▸ SELECTED EXCERPT:

Places of social gatherings - such as pubs, clubs and restaurants - which are found not to be following restrictions put in place will be fined, with fines for individuals totaling $1000 and businesses $5000.
"I want to assure the community we will be using this power," Superintendent Ireland said.
"I want to say to those who think they can continue to go about their daily lives as normal - these are not normal times.
"Please stay safe and continue to follow the official government advice so police do not need to intervene."
Health workers call for respect
The state's nursing and midwife association has called for respect to be shown to those who are working on the frontlines to combat the disease.
NSW Nurses and Midwives' Association general secretary Brett Holmes said health workers need to be treated with respect as they move throughout the community.
"Please do not treat nurses, midwives and other health workers like they are infectious," Mr Holmes said.
"These trained professionals should be respected and must not be abused, spat on or assaulted as they move through our communities, to and from their workplaces.
"The reality is nurses, midwives and other health workers are extremely aware of their own personal risks as they endeavour to care for others in our hospitals and communities. They deserve respect as they go about their work, and for the work they are doing."
Mr Holmes said "we can all make an difference in limiting the spread of COVID-19" and urged community members to follow the national advice and directives.
"The number of confirmed COVID-19 patients in regional NSW is increasing and nurses and midwives are doing everything they can to look after those who have been hospitalised," Mr Holmes said.
"We've heard of many instances where community members have been stealing bottles of hand sanitiser, face masks and other vital resources from hospital wards, leaving nurses and other hospital staff exposed.
"This is not acceptable behaviour.
"Please do your part and stay at home where possible, practice social distancing and proper hygiene at all times, and heed the national advice and directives."
Patient privacy reduces risk
The Murrumbidgee Local Health District said in a statement on Friday privacy laws do not allow for personal details and health information to be released to the public, a move which has been backed nationally by the Australian Health Protection Principal Committee - which is chaired by the federal governments Chief Medical Officer and all Chief Health Officers of the nation's state and territories.
"The release of personal details could increase the likelihood of people not cooperating with contact tracing and laboratory testing to identify and isolate cases of COVID-19," the statement read.
"This would increase the risk to the community and individuals with the disease with the potential to cause unnecessary community anxiety and bring stigma and harm to affected individuals and their families.
"Contact tracing and laboratory testing to identify and isolate cases of COVID-19 are done using standard public health protocols which have proven to be effective here and internationally."
Griffith Base Hospital general manager Greg Brylski said a COVID-19 testing clinic is operational at the hospital, but the clinic is appointment-only.
"If you are concerned about COVID-19 and would like to speak to someone about your symptoms, please call 1800 831 099 to speak to a nurse and book an appointment," Mr Brylski said.
"Only people who have an appointment should attend the clinic. We can all play a part in slowing the spread of the virus by minimising contact between people unless absolutely necessary.
"MLHD recommends community members follow NSW Health advice around social distancing and self-isolation to slow the spread of the virus [and] reducing contact between people unless absolutely necessary, especially those in our population who may be more vulnerable or susceptible to the illness because of age or weakened immunity, is critical to slowing the spread and impact of COVID-19."

▸ SOURCE INFORMATION:
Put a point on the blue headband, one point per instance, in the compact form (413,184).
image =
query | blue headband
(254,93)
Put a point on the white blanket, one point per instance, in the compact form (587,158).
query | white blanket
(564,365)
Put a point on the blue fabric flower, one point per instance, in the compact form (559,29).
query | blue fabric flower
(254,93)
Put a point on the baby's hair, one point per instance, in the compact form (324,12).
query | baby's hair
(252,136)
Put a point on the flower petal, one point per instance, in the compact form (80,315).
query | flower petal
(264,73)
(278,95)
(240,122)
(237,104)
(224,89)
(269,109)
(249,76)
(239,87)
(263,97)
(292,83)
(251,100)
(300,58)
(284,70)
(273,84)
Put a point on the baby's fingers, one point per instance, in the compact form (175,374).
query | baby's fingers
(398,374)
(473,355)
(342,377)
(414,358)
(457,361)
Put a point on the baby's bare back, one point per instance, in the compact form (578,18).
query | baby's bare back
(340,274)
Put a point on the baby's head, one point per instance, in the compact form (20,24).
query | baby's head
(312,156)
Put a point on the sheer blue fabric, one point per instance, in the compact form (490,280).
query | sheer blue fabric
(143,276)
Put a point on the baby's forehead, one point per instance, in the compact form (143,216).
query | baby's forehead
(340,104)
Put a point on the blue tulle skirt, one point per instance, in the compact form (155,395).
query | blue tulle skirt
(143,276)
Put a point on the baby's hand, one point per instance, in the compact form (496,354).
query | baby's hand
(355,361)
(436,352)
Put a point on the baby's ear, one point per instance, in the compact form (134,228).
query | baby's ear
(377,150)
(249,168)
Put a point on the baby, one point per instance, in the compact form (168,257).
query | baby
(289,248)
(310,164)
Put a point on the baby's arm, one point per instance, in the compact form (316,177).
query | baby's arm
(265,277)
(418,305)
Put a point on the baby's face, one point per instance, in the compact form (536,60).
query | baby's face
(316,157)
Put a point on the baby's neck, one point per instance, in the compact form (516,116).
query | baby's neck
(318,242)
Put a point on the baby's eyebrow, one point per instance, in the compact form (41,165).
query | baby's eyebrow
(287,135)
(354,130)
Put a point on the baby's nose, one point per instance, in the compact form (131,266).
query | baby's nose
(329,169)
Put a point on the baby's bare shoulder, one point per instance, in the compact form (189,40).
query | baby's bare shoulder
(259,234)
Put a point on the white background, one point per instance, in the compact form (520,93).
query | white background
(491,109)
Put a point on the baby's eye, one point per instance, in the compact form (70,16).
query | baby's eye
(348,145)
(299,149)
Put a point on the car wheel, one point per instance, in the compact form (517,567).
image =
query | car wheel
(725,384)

▸ GOAL OF THE EXERCISE:
Write out the COVID-19 news excerpt word for word, everything from "Health workers call" down to "combat the disease.".

▸ OUTPUT OF THE TASK:
Health workers call for respect
The state's nursing and midwife association has called for respect to be shown to those who are working on the frontlines to combat the disease.